== Exercise details ==
Please return the entries, omitting and altering nothing.

----- Data under study

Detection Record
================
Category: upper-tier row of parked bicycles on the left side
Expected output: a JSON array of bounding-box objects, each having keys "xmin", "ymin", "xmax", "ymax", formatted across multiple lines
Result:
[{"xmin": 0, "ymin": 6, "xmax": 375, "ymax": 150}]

----------

== Task result ==
Detection Record
================
Category: upper-tier row of parked bicycles on the left side
Expected output: a JSON array of bounding-box objects, each having keys "xmin", "ymin", "xmax", "ymax", formatted across multiple lines
Result:
[{"xmin": 0, "ymin": 6, "xmax": 375, "ymax": 150}]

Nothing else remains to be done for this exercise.